_Texte de la page_
——

D’ici et d’ailleurs 78,
Menton, Cannes, 18-19 janvier 2023.

– La grève ? Quelle grève ?
Le conducteur du bus Zou ligne 6 (Menton-Castellar) me considère d’un air narquois. Avec un zest de commisération pour cette pèquenaude de parigote qui espère attraper son train, demain.
– Tout ça, c’est dans le Nord. Nous, on n’a pas de ça ici – sur le ton de ma mémé, quand elle disait « pas de ça Lisette ». Fallait pas discuter. J’ai laissé tomber.
Quant à la dame de la compagnie maritime du port de Cannes, que j’interroge au téléphone, elle ne comprend pas de quoi je veux parler : elle n’a réellement pas entendu parler d’une mobilisation. Sauf tempête, le bateau partira, quoi qu’il arrive.

——

_Parties de l'exercice_
(1) Traduisez en anglais cette phrase du texte de la page : « Sauf tempête, le bateau partira, quoi qu’il arrive. »
(2) D’après le texte de la page, quel numéro porte la ligne de bus Zou qui relie Menton à Castellar ?

(Entrées de données enregistrées)
——

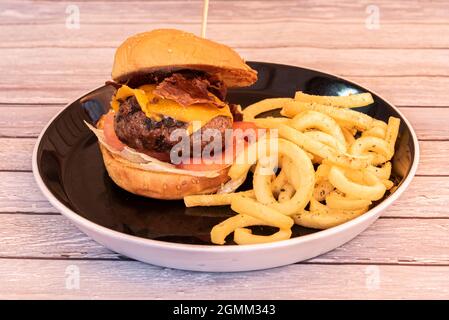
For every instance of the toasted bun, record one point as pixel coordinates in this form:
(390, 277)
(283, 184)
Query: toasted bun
(170, 49)
(158, 185)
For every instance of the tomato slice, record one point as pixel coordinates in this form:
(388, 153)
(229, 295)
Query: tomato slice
(109, 132)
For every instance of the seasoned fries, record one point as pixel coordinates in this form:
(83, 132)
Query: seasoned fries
(332, 162)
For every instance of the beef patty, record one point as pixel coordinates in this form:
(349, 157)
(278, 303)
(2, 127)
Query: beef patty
(145, 135)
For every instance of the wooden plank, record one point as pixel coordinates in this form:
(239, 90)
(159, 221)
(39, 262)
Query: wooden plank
(429, 123)
(426, 197)
(25, 120)
(15, 154)
(79, 63)
(246, 34)
(19, 193)
(388, 241)
(43, 279)
(108, 12)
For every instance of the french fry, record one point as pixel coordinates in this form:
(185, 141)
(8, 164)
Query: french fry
(255, 209)
(349, 117)
(366, 186)
(322, 150)
(206, 200)
(323, 217)
(250, 112)
(351, 101)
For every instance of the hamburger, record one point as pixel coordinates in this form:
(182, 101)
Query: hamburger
(169, 81)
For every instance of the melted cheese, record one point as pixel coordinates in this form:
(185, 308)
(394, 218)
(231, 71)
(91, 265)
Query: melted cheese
(155, 107)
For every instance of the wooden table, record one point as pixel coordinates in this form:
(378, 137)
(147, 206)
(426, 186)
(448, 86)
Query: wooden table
(46, 62)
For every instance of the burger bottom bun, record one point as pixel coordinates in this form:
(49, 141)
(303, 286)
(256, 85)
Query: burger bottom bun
(158, 185)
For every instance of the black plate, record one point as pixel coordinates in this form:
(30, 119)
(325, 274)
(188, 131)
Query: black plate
(70, 163)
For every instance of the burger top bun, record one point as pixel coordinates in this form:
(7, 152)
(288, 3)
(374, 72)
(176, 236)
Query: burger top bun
(170, 49)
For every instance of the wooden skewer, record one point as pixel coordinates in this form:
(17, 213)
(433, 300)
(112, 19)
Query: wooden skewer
(205, 12)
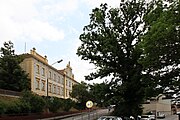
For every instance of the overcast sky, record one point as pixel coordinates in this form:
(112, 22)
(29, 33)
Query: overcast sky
(51, 26)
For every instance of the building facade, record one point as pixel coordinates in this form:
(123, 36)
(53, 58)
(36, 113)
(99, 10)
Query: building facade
(45, 79)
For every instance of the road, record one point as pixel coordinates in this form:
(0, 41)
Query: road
(89, 116)
(170, 117)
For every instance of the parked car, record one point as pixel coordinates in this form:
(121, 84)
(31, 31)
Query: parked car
(109, 118)
(160, 115)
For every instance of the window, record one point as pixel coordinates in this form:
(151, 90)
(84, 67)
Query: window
(69, 83)
(66, 83)
(37, 68)
(59, 79)
(43, 71)
(49, 74)
(43, 85)
(50, 87)
(54, 89)
(67, 93)
(58, 90)
(61, 91)
(62, 81)
(37, 84)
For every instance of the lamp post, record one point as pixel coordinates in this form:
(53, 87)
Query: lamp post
(59, 61)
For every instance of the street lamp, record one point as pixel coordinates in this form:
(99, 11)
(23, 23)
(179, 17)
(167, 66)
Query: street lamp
(59, 61)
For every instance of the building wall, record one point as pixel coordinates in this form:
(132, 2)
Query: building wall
(43, 76)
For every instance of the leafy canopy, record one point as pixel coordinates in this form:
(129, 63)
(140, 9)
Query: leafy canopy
(110, 42)
(12, 77)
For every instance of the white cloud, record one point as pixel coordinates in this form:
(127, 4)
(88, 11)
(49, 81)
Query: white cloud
(21, 19)
(96, 3)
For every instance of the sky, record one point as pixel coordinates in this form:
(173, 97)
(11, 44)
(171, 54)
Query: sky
(52, 27)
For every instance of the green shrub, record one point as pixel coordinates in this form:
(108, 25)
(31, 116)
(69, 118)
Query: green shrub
(55, 104)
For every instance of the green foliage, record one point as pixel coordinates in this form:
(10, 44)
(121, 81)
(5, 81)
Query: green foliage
(2, 107)
(111, 43)
(12, 77)
(81, 94)
(101, 94)
(55, 104)
(161, 44)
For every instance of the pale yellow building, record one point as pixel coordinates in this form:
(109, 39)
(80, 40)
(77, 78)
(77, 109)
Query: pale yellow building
(45, 77)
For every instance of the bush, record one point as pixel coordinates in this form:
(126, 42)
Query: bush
(54, 104)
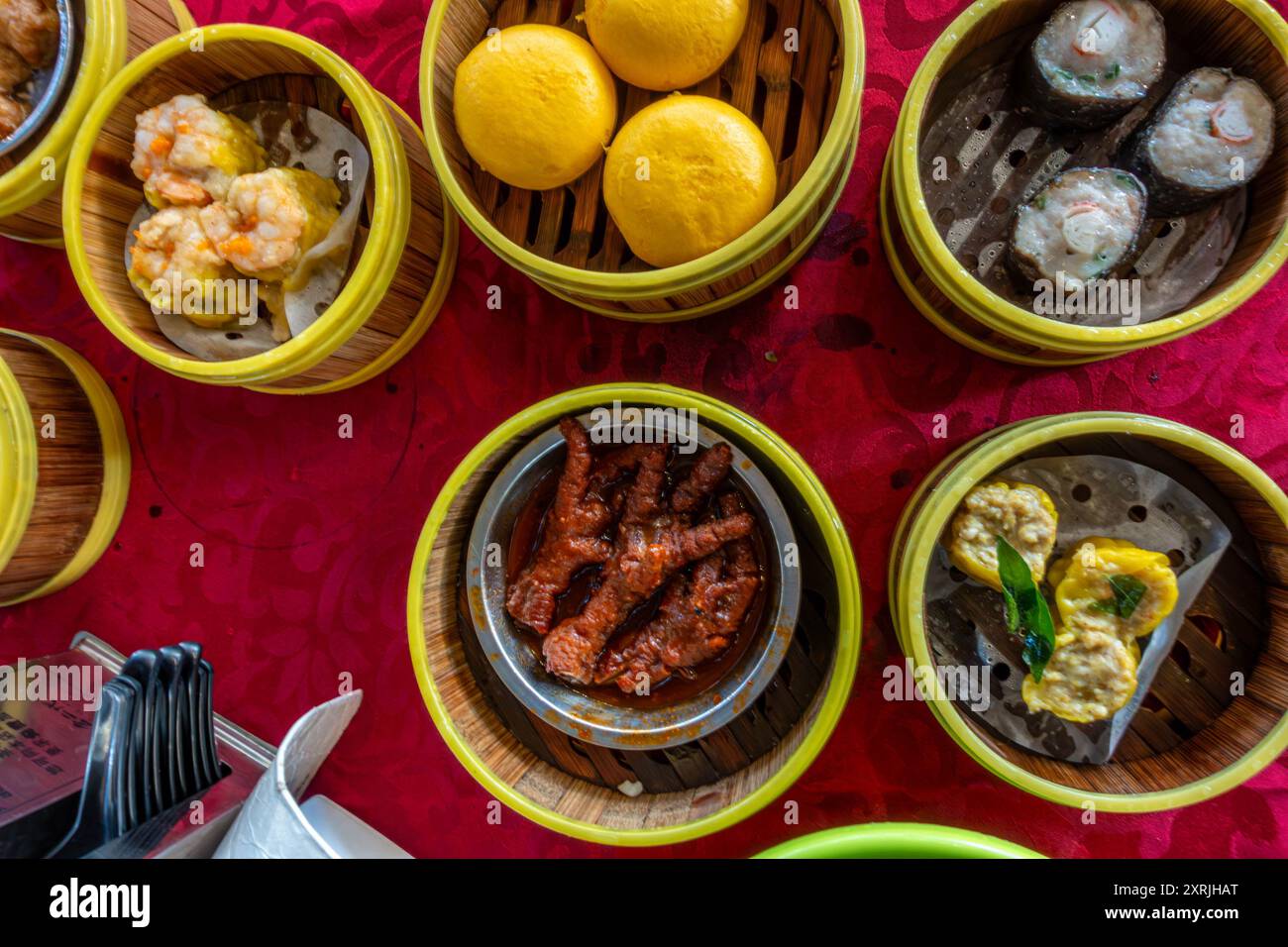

——

_Réponses par consigne_
(1) Barring a storm, the boat will leave no matter what.

(2) La ligne 6.